START QUOTED PASSAGE

Schwartz: For me the second half of the book offers a breathtaking psycho/cultural dynamic read of music through the last half of the twentieth century as an impressionistic reflective discourse starting with pop counter culture with themes of alienation and self-expression, to rock and roll with themes of breaking down sexual repression and then to jazz songs about race and politics, to folk music as a form of social activism.  It is a remarkable collection of investigative writing. When did you start to conceive of using a psychoanalytic lens to understand the underlying themes in music/lyrics?

Fuchsman: It is mostly in my paper on counterculture rock that derives from a psychoanalytic lens. In my 1981 dissertation I had done some application of what I found in the liberalism and radicalism of the Progressive era to the 1960s political and cultural radicalism. The rough ideas came back into focus in the process of composing the paper on the music of the 1960s and 1970s for the lecture I gave at Ramapo College in 2005.

Schwartz: Is there a concern that if you start having an idea in mind when you listen to music and read the lyrics that conforms with your interpretation, how did you remain objective?

END QUOTED PASSAGE
START SOURCE MATERIAL

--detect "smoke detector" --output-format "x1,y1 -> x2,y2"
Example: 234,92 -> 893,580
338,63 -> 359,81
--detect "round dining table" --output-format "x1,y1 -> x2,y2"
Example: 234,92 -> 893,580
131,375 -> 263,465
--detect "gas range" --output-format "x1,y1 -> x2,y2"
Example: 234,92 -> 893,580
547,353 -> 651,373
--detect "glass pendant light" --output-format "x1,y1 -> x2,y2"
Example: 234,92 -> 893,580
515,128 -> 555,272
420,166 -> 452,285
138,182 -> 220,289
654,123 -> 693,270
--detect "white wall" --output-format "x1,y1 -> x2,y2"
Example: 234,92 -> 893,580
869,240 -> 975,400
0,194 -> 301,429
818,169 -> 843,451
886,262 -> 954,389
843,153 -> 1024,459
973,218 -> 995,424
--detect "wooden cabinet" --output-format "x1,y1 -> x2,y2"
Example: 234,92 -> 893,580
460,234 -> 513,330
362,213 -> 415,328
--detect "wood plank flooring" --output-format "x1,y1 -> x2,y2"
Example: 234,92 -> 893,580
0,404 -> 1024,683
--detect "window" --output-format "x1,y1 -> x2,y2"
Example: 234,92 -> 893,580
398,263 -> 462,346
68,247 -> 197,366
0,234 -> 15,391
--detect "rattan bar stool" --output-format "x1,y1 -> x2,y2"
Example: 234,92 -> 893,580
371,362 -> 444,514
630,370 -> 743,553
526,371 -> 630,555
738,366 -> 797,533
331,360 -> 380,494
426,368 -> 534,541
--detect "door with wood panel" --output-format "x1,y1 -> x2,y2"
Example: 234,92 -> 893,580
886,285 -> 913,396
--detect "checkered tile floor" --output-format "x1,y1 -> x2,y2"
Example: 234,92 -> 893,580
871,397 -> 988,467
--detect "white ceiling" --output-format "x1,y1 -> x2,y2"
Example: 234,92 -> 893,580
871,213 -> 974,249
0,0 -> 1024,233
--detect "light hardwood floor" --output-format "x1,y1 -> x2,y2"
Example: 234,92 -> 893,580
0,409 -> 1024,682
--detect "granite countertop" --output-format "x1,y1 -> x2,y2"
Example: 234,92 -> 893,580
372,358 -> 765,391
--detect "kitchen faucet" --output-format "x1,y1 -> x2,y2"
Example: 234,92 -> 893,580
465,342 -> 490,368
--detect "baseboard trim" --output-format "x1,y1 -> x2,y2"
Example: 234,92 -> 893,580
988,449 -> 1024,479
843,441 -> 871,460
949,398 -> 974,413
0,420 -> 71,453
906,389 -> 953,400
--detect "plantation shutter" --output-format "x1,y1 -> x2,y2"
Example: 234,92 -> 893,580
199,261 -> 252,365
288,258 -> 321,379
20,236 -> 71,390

END SOURCE MATERIAL

§ ACTION ITEM: Write out the interview passage above from "Schwartz: For me" up to and including "themes in music/lyrics?".

§ TASK OUTPUT:
Schwartz: For me the second half of the book offers a breathtaking psycho/cultural dynamic read of music through the last half of the twentieth century as an impressionistic reflective discourse starting with pop counter culture with themes of alienation and self-expression, to rock and roll with themes of breaking down sexual repression and then to jazz songs about race and politics, to folk music as a form of social activism.  It is a remarkable collection of investigative writing. When did you start to conceive of using a psychoanalytic lens to understand the underlying themes in music/lyrics?